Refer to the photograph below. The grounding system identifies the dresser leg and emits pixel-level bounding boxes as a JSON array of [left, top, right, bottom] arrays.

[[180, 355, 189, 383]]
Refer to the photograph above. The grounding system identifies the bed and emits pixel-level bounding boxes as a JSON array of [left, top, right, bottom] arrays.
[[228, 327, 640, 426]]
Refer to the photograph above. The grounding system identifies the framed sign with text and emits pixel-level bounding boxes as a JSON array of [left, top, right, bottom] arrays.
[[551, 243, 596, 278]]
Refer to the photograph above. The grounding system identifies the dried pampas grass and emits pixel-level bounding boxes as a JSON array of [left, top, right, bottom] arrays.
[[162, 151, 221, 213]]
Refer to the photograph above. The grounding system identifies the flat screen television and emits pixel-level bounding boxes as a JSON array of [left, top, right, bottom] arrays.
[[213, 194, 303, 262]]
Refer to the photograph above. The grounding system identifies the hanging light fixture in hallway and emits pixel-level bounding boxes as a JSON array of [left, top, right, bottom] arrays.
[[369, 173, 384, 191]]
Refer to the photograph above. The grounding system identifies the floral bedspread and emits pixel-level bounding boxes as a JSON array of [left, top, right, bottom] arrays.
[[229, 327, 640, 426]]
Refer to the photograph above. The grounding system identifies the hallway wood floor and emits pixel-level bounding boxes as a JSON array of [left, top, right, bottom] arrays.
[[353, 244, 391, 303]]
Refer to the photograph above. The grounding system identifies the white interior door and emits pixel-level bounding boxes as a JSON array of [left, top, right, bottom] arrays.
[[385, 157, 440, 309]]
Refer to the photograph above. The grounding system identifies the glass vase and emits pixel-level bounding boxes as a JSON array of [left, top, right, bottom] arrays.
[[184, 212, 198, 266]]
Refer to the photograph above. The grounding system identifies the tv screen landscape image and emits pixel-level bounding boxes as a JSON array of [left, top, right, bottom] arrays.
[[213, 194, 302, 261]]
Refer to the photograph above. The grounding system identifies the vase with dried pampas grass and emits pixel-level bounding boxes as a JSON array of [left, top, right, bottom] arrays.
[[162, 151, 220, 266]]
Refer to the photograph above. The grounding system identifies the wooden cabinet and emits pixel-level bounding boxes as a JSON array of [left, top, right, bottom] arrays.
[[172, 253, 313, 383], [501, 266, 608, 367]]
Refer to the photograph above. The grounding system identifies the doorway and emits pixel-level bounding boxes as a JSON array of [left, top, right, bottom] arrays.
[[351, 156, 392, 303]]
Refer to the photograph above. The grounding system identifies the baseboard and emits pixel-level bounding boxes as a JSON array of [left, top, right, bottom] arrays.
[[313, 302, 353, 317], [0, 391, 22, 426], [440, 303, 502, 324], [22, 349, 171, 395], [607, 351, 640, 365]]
________________
▶ [Directive] Print every one of the rows above again, word for word and in the same order.

▶ [Solved exercise]
Refer to the photograph below. The grounding system identifies the dresser leg and emits pixel-level bounding boxes as a JSON array of [left, top, right, bottom] arrays.

[[180, 355, 189, 383]]
Refer to the photograph above. The grounding system identifies the bed and emits pixel-level bounding boxes as a JSON array of [left, top, right, bottom] arrays.
[[228, 327, 640, 426]]
Refer to the photograph above. The grounding system identifies the framed sign with text and emits pixel-level bounding boxes as a JSON array of [left, top, right, bottom] arrays.
[[551, 243, 596, 278]]
Refer to the photograph above. The grounding system identifies the dried pampas grass and emits pixel-level bounding boxes as a JSON array of [left, top, right, bottom] arrays.
[[162, 151, 221, 213]]
Refer to the photograph above. The grounding system identifies the flat screen television and emits pixel-level bounding boxes as a JSON array of [left, top, right, bottom] arrays.
[[213, 194, 303, 262]]
Refer to the photograph above. The grounding system identifies the hanging light fixture in hallway and emits pixel-level bounding boxes as a JSON array of [left, top, right, bottom] arrays.
[[369, 173, 384, 191]]
Refer to the photograph above. The grounding system identifies the floral bedspread and emits pixel-level bounding boxes as a JSON array of [left, top, right, bottom] arrays.
[[229, 327, 640, 426]]
Refer to the photograph above. The grounding system identifies the hallway wood floor and emits pixel-level bounding boxes as a JSON array of [left, top, right, bottom] arrays.
[[353, 244, 391, 303]]
Refer to the photograph above. The grounding system identifies the white interior door and emits pixel-level bounding boxes as a JSON array of [left, top, right, bottom] arrays.
[[385, 157, 440, 309]]
Refer to the photograph above. The grounding system identifies the glass vase and emits pixel-level bounding boxes as a JSON array of [left, top, right, bottom] arrays.
[[184, 212, 198, 266]]
Refer to the photograph above. The grounding system identifies the tv screen landscape image and emits pixel-level bounding boxes as a JSON array of [left, top, right, bottom] arrays.
[[213, 194, 302, 261]]
Refer to the photograph above. The grounding system identifies the vase with dried pampas grass and emits pixel-level bounding boxes as a JSON array of [left, top, right, bottom] arrays.
[[162, 151, 220, 266]]
Refer to the photograph above. The grounding system identifies the wooden cabinet and emits pixel-level bounding boxes as a JSON array of [left, top, right, bottom] arrays.
[[172, 253, 313, 383], [501, 266, 608, 367]]
Refer to the photograph above. The grounding system identifies the doorway and emits pixel-level bounding boxes as a JSON array of [left, top, right, bottom] arrays.
[[351, 156, 392, 303]]
Refer to the photograph above. The grounding system identifies the baseboard and emits pixel-level bounding boxes as a JSON array of [left, top, right, bottom] arrays.
[[313, 302, 353, 317], [0, 391, 22, 426], [440, 303, 502, 324], [22, 349, 171, 395], [607, 351, 640, 365]]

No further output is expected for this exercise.